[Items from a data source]

####

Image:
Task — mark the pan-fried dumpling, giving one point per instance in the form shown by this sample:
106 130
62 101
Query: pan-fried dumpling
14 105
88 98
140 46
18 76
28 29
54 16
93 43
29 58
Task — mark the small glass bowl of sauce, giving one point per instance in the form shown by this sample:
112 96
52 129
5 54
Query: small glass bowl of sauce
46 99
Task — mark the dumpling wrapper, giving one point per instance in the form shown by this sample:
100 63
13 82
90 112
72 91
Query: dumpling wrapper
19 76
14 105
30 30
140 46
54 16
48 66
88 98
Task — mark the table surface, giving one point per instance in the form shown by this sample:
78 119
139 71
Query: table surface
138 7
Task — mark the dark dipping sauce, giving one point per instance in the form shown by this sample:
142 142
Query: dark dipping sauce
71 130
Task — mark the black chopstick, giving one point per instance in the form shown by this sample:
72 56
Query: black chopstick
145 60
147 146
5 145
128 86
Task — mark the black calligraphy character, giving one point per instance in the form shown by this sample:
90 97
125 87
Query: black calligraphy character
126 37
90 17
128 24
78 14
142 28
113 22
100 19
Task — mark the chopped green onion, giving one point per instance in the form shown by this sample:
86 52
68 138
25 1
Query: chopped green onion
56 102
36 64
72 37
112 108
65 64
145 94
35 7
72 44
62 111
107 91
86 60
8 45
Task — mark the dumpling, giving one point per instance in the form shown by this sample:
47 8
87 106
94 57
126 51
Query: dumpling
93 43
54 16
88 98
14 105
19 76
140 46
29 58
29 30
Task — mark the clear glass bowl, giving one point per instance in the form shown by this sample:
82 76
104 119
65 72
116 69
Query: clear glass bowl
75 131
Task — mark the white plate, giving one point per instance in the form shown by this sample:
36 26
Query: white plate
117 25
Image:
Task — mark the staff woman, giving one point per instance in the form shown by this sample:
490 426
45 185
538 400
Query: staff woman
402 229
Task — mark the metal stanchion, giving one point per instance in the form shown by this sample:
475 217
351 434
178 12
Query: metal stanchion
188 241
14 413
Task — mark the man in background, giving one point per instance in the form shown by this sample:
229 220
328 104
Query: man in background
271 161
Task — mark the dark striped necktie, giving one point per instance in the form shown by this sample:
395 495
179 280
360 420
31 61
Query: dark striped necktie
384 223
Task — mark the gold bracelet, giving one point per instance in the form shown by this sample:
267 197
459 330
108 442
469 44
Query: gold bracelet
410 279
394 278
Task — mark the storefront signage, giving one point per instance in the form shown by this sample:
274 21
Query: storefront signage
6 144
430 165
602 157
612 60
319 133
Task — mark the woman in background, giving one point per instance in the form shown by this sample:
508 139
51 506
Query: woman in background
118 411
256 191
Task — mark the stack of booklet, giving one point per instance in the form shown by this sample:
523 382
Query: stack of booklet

####

- Your objective
Repeat each entry word for word.

- Answer to this exercise
Image:
Task — mark the pan-fried dumpling, giving one point per instance in the form shown by this sample:
106 130
62 101
Query: pan-fried dumpling
14 105
88 98
140 46
18 76
28 29
54 16
93 43
29 58
Task — mark the small glass bowl of sauce, giving one point per instance in the form shown by this sample:
112 96
52 129
5 54
Query: small glass bowl of sauce
46 99
Task — mark the dumpling wrapper, giving one point per instance in the form shown by this sample:
100 63
13 82
90 112
72 91
Query: dumpling wrapper
19 76
14 105
30 30
140 46
54 16
48 66
88 98
Task — mark the table surface, giving one point per instance in the form shown by this sample:
78 119
139 71
Query: table surface
138 7
Task — mark the dark dipping sauce, giving one point per instance in the form shown by this sample:
142 142
Query: dark dipping sauce
71 130
Task — mark the black chopstick, giving one point per instance in the form shown by this sample:
72 56
Query: black chopstick
145 60
147 146
5 145
128 86
Task — mark the black calligraphy character, giving one point per instance in the form shown by this sample:
90 97
125 87
Query: black calligraphy character
126 37
90 17
128 24
78 14
142 28
113 22
100 19
Task — mark the chopped green onion, giving one point per instance in the form shown by this sample:
86 52
68 138
25 1
Query: chopped green onion
56 102
36 64
72 37
112 108
65 64
145 94
35 7
72 44
62 111
107 91
86 60
8 45
Task — mark the dumpling, giving one point per instance in the form shown by this sample:
47 8
87 106
94 57
126 51
Query: dumpling
93 43
54 16
88 98
14 105
19 76
140 46
29 58
29 30
Task — mark the clear glass bowl, giving one point per instance in the form shown by this sample:
82 76
104 119
65 72
116 69
Query: clear glass bowl
75 131
Task — mark the white plate, giving one point per instance in the form shown by this sample:
36 26
Query: white plate
117 25
Image:
Task — mark the staff woman, giving one point per instance in the form shown by this sample:
490 426
45 185
538 400
Query: staff woman
402 229
Task — mark the metal stanchion, giving one point per instance in the form shown by this sample:
475 217
351 434
178 12
Query: metal stanchion
188 241
14 413
Task — mark the man in background, giving one point per instance in the form shown by this sample:
229 220
328 104
Query: man in background
271 161
Task — mark the dark striped necktie, giving one point per instance in the form shown by this sample:
395 495
179 280
360 420
31 61
Query: dark striped necktie
384 223
Task — mark the gold bracelet, giving one point per instance in the form shown by this sample:
267 197
459 330
108 442
469 44
Query: gold bracelet
410 279
394 278
Task — mark the storefront signage, giving one point per instance in the form shown by this sample:
274 21
Query: storefront signage
6 144
430 165
602 157
612 60
319 133
Task — mark the woman in background, giving one point per instance in the form shown by this sample:
508 139
51 506
Query: woman in background
118 411
256 191
Task — mark the stack of booklet, giving one point per instance in the form shown by this sample:
523 382
Query: stack of booklet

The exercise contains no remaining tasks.